━━ SUPPLIED PASSAGE ━━

Of translational significance, integration of expression array datasets from human and murine endometrial tissue uncovered an evolutionarily conserved GATA2-PGR-SOX17 dependent regulatory network that is predicted to control the majority of endometrial target mediators of normal progesterone responsiveness (Rubel et al., 2016; Wang et al., 2018). Based on these observations, perturbation in endometrial GATA2 levels is predicted to cause endometrial pathologies due to progesterone resistance. Indeed, one report describes endometrial GATA2 levels are markedly decreased in women with endometriosis (Dyson et al., 2014). While in the mouse, ablation of GATA2 function in the endometrium results in epithelial hallmarks of unopposed estrogen signaling, which include abnormal epithelial integrity, characterized by extensive basal cell stratification (Franco et al., 2012; Rubel et al., 2016).

━━━

[REQUIREMENT 1]:
Answer these questions from the passage on endometrial GATA2:
(a) Which three factors form the conserved regulatory network?
(b) According to the report cited, how do endometrial GATA2 levels differ in women with endometriosis?
(c) What results from ablating GATA2 function in the mouse endometrium?
[REQUIREMENT 2]: List every distinct citation, by author and year, in the passage on endometrial GATA2.
[REQUIREMENT 3]: Reproduce the passage on endometrial GATA2 word for word, from "Of translational significance, integration" up to and including "et al., 2016).".

━━ SOURCE MATERIAL ━━

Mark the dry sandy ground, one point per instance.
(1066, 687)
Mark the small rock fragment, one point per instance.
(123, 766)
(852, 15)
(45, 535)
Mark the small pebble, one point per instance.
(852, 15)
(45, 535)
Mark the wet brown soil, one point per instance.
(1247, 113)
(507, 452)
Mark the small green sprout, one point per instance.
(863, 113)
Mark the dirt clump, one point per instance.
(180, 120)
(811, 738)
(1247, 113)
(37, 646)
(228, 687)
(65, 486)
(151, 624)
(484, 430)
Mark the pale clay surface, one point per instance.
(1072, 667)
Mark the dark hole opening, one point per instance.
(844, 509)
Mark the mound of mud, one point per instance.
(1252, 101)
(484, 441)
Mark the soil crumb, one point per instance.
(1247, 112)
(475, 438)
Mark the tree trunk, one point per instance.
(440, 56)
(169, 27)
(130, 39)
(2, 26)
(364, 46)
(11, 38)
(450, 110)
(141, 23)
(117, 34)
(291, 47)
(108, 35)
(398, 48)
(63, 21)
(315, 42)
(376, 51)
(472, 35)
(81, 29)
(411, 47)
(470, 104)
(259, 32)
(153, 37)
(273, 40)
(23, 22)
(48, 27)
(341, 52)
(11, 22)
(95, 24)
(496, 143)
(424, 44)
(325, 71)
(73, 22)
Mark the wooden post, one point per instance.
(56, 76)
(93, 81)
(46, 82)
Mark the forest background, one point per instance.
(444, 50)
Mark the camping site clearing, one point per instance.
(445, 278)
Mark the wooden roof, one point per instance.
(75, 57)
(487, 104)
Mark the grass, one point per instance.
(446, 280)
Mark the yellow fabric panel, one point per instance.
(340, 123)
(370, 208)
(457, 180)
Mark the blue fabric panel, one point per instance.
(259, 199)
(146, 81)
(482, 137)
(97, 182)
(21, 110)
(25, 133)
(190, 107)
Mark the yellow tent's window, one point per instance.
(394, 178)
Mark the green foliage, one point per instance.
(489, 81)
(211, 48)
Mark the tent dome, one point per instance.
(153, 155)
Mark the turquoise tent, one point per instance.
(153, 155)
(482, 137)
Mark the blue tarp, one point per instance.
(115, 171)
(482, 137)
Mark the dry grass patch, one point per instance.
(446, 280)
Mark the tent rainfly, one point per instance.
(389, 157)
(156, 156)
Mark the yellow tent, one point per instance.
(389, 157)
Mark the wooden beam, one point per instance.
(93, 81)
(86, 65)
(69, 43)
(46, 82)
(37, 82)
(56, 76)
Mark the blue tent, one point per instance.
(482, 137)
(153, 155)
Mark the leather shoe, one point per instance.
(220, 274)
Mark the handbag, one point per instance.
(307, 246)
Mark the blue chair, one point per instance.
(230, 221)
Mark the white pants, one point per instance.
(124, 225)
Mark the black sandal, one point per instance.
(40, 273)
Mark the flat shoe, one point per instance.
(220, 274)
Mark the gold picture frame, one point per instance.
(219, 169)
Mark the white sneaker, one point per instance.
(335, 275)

━━━

[EXERCISE RESPONSE 1]:
(a) GATA2, PGR and SOX17.
(b) They are markedly decreased.
(c) Epithelial hallmarks of unopposed estrogen signaling. These include abnormal epithelial integrity, characterized by extensive basal cell stratification.

[EXERCISE RESPONSE 2]:
Rubel et al., 2016
Wang et al., 2018
Dyson et al., 2014
Franco et al., 2012

[EXERCISE RESPONSE 3]:
Of translational significance, integration of expression array datasets from human and murine endometrial tissue uncovered an evolutionarily conserved GATA2-PGR-SOX17 dependent regulatory network that is predicted to control the majority of endometrial target mediators of normal progesterone responsiveness (Rubel et al., 2016; Wang et al., 2018). Based on these observations, perturbation in endometrial GATA2 levels is predicted to cause endometrial pathologies due to progesterone resistance. Indeed, one report describes endometrial GATA2 levels are markedly decreased in women with endometriosis (Dyson et al., 2014). While in the mouse, ablation of GATA2 function in the endometrium results in epithelial hallmarks of unopposed estrogen signaling, which include abnormal epithelial integrity, characterized by extensive basal cell stratification (Franco et al., 2012; Rubel et al., 2016).